The Next Step
content first published by Col. Steve Martin in Volume 15 Issue 06, the June 2023 edition of the Patriot News, a Yellow Ribbon Ministry Publication
As the man steps down the ladder, his heart races a bit with adrenaline. He’s gone through years of training and months of specialized preparation for this mission, yet a small bit of doubt creeps in prior to taking the next step. Pioneers of every age have experienced this same feeling as they step from the known into the unknown. All the training, all the money, all the countless hours of work by thousands of people is in preparation for this next step. The world media says it is to be the greatest step ever taken in the recorded history of man. As he steps, Neil Alden Armstrong becomes the first man to take a step onto another celestial body, the Earth’s moon. “One small step for man, one giant leap for mankind,” spoken by Armstrong, sealed—for posterity—the moment in the collective mind of the world.
Neil Armstrong, Edwin E. “Buzz” Aldrin, Jr. and Michael Collins served as the crew of Apollo 11. They were a generation of military men who had the “right stuff” to become America’s first astronauts. Armstrong was a naval aviator, and both Aldrin and Collins served in the Air Force. Armstrong and Aldrin were Korean War combat veterans, and Collins had served as a fighter/bomber pilot for a nuclear squadron during the height of the Cold War. These were highly intelligent men, with keen senses and reflexes, capable of operating at a high level in extremely stressful and life-threatening situations.
In October 1957, the Soviet Union launched the Sputnik I satellite into an elliptical low Earth orbit. This development greatly alarmed the United States, and this event began the space race in earnest. During the Cold War era, any propaganda that could increase their worldwide political sphere of influence was considered critical by America and the Soviet Union. The space race precipitated large scale military, economic, and technological advancement. Gaining the upper hand in this race was seen as vital to maintaining their sphere of influence.

Objectives:
1. Write out the Apollo 11 article word for word, starting at "Neil Armstrong, Edwin" and ending at "and life-threatening situations.".
2. Carry the Apollo 11 article forward from its final sentence.

Data lines:
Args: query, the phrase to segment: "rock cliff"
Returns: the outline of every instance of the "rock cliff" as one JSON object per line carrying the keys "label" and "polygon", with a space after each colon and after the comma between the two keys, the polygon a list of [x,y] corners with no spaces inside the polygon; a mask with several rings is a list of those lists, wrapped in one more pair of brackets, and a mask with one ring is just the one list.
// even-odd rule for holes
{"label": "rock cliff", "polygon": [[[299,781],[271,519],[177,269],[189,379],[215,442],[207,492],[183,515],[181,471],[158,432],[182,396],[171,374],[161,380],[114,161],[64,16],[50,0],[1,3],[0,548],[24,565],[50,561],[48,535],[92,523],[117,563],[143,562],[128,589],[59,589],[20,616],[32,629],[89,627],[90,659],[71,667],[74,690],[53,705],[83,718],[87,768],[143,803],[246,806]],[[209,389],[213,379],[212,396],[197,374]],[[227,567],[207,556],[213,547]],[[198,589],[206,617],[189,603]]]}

...

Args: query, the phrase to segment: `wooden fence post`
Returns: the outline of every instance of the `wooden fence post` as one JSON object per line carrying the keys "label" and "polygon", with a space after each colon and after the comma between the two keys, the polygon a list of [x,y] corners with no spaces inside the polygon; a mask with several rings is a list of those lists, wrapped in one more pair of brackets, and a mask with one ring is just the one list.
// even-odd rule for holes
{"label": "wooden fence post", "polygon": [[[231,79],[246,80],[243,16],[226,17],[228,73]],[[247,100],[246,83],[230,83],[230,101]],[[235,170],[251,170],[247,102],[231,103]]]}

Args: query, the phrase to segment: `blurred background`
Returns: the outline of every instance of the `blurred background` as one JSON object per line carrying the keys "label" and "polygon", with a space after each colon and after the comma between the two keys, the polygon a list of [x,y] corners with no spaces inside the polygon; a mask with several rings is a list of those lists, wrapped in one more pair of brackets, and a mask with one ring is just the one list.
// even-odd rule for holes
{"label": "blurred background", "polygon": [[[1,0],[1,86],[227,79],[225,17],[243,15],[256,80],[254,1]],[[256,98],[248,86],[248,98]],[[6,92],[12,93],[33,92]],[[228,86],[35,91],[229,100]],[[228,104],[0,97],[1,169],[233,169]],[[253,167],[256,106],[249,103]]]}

==

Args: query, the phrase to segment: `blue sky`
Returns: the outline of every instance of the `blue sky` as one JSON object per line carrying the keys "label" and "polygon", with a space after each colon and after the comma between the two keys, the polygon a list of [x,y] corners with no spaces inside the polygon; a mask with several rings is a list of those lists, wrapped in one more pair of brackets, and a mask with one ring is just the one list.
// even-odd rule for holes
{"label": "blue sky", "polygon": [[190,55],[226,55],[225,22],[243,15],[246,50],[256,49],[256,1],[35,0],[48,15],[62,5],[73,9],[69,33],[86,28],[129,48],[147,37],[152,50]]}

Response list:
1.
Neil Armstrong, Edwin E. “Buzz” Aldrin, Jr. and Michael Collins served as the crew of Apollo 11. They were a generation of military men who had the “right stuff” to become America’s first astronauts. Armstrong was a naval aviator, and both Aldrin and Collins served in the Air Force. Armstrong and Aldrin were Korean War combat veterans, and Collins had served as a fighter/bomber pilot for a nuclear squadron during the height of the Cold War. These were highly intelligent men, with keen senses and reflexes, capable of operating at a high level in extremely stressful and life-threatening situations.

2.
In 1961, President John F. Kennedy set the bar for the future in a speech to the United States Congress by challenging the nation to “commit itself to achieving the goal, before this decade is out, of landing a man on the moon and returning him safely to earth.”
The lunar module carrying Armstrong and Aldrin landed in an area of the Moon called the “Sea of Tranquility” on July 20, 1969. Once the engine was shut down, Armstrong communicated, “Houston, Tranquility Base here. The Eagle has landed,” signaling that the landing was complete and successful.
As people around the world watched in amazement, the astronauts collected soil and rock samples, took pictures, and placed an American flag in the soil. It is—to this day—the greatest example of exploration ever conducted by man.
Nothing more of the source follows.